> [TASK GOAL] Copy without pictures. Please restate each line of the listing exactly.

> [RECORDS FOR THE TASK]
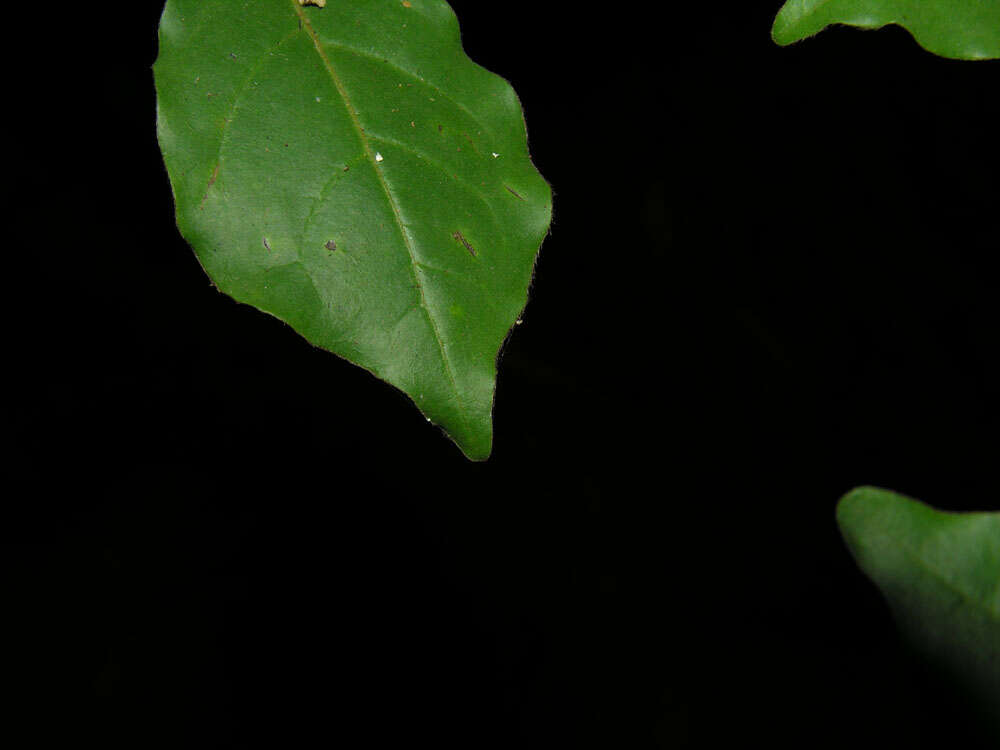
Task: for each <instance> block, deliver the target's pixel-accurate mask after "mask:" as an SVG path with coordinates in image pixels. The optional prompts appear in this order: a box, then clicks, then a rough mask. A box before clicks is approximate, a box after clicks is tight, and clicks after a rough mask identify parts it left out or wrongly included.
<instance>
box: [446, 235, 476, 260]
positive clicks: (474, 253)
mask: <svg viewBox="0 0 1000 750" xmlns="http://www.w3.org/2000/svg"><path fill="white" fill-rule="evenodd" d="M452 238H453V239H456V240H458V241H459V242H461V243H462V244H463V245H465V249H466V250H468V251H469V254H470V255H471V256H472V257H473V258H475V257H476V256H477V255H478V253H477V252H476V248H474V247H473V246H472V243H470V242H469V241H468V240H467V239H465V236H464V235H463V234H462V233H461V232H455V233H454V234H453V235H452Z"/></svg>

> [YOUR RESPONSE]
Task: for each <instance> block, deliver the target's pixel-accurate mask after "mask:" as an SVG path with coordinates in image pixels. The optional prompts appear in this order: a box, then clicks, then a rough mask. A box before clicks is approximate, a box after clicks is tight, and clicks after a rough mask identify parts it left out or wrongly included.
<instance>
box: [446, 235, 476, 260]
positive clicks: (474, 253)
mask: <svg viewBox="0 0 1000 750" xmlns="http://www.w3.org/2000/svg"><path fill="white" fill-rule="evenodd" d="M452 238H453V239H456V240H458V241H459V242H461V243H462V244H463V245H465V249H466V250H468V251H469V254H470V255H471V256H472V257H473V258H475V257H476V256H477V255H478V253H477V252H476V248H474V247H473V246H472V243H470V242H469V241H468V240H467V239H465V236H464V235H463V234H462V233H461V232H455V233H454V234H453V235H452Z"/></svg>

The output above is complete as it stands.